*TASK DIRECTIONS:* Leave the pictures behind and repeat all the entries exactly.

*MATERIALS PROVIDED:*

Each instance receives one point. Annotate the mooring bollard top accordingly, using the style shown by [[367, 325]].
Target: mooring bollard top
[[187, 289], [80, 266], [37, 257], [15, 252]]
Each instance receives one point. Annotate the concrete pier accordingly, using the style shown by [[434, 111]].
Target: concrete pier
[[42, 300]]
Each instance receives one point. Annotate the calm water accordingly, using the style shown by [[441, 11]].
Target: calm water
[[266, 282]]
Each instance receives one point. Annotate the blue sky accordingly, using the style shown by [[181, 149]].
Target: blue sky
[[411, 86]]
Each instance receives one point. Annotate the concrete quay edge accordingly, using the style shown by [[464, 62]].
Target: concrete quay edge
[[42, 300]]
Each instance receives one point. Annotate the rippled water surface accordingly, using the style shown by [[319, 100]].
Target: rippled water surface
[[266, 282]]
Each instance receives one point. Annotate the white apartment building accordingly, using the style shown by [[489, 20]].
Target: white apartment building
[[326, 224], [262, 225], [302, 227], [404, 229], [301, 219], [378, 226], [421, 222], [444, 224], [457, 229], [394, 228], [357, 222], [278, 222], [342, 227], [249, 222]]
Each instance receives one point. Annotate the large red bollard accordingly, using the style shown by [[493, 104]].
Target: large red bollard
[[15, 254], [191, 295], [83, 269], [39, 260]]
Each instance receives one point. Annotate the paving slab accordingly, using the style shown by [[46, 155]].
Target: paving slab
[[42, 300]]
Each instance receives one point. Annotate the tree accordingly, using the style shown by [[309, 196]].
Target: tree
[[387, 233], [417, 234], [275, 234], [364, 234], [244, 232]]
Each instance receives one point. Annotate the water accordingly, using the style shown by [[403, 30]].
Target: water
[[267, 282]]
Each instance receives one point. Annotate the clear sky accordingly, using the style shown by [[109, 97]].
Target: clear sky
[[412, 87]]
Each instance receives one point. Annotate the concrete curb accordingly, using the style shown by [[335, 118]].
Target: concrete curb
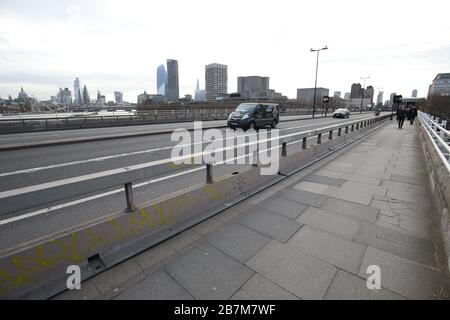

*EXPECTED ANSWER:*
Each instance receives one point. Annotate the mooring bollard top accordingly, using the style shown by [[367, 325]].
Target: mooring bollard top
[[187, 289], [80, 266], [37, 257], [15, 252]]
Each instance receives one point. Annotate the concrete pier accordingly, using the style shown by [[434, 111]].
Target: concrete pier
[[42, 300]]
Each instance receives one point. Annotate the calm water accordingly, using the style shown by [[441, 11]].
Target: calm water
[[266, 282]]
Each instance receives one point. Annotate the blue sky accordingly, using the style shown by [[181, 149]].
Target: blue sky
[[411, 86]]
Each instance receives one point. Annotate the concrete quay edge accordingly, using the style shown by [[464, 62]].
Target: concrete quay edge
[[42, 300]]
Each instance receives one point. Annotate the rippled water surface accordingly, using the style shown by [[319, 100]].
Target: rippled water surface
[[266, 282]]
Each instance receives one point. Annotate the white apartment building accordingly, using the style shown by [[489, 20]].
Target: white apartment building
[[326, 224], [262, 225], [302, 227], [404, 229], [301, 219], [378, 226], [421, 222], [444, 224], [457, 229], [394, 228], [357, 222], [278, 222], [342, 227], [249, 222]]
Each instance receives one point. Annotate the large red bollard accordingly, using the style shown by [[493, 104]].
Target: large red bollard
[[15, 254], [191, 295], [83, 269], [39, 260]]
Each instance receives one point. Annotate the paving slab accordingly, using the style shown by [[46, 155]].
Target: paving slab
[[42, 300]]
Each instance receives one point. Annotate the tree accordingly, using the style shown by [[309, 196]].
Target: tree
[[387, 233], [417, 234], [275, 234], [364, 234], [244, 232]]
Each instance receives one point. Annotate the water accordingly, using the style shown by [[403, 30]].
Target: water
[[267, 282]]
Each instance receives one point. Annotate the clear sky accordingly, using the style shown by [[109, 97]].
Target: clear sky
[[412, 87]]
Each instance receives one point. Annotate the concrete curb accordingly, using the style shown by [[335, 118]].
Target: concrete curb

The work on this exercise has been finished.